§ **DATASET RECORDS**:
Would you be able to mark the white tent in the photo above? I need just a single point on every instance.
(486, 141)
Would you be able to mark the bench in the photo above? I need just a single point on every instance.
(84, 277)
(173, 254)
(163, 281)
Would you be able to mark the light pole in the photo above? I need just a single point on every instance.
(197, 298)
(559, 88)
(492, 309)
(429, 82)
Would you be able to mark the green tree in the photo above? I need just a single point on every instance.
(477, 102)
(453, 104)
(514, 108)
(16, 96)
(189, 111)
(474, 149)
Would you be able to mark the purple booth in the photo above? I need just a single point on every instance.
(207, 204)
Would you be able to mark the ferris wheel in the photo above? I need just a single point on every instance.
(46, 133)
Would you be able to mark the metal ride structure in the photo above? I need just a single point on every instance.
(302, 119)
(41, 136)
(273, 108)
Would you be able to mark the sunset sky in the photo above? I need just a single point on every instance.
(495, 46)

§ **CHALLENGE**: Rewrite all the rows above, changing every "instance" to "occurrence" and leaving everything else as it is.

§ **REPLY TO THE TASK**:
Would you be able to mark the white tent in the photo above? I need just a single point on every occurrence.
(486, 141)
Would you be able to mark the bench in the photo above? I need just a single point on every occurrence.
(84, 277)
(173, 254)
(163, 281)
Would you be able to mark the light pole in the photo above? I need just a single point on every occurrence.
(197, 298)
(559, 88)
(492, 309)
(429, 82)
Would you be able to mark the green tree in the photo above? I need just a single point on every occurrence.
(477, 102)
(453, 104)
(514, 108)
(16, 96)
(189, 111)
(474, 149)
Would you be able to mark the purple booth in the photo above? I need just a single point on every occurrence.
(207, 204)
Would you be able to mark the ferris wheel in the photo above? I need just a single point on every occurrence.
(46, 133)
Would you be able to mark the metal ride structure in the photo above? I need just a single point on every occurrence.
(302, 119)
(41, 136)
(273, 108)
Would you be able to mark the sunset sky in the photo above? I need just a single point on every occurrence.
(495, 46)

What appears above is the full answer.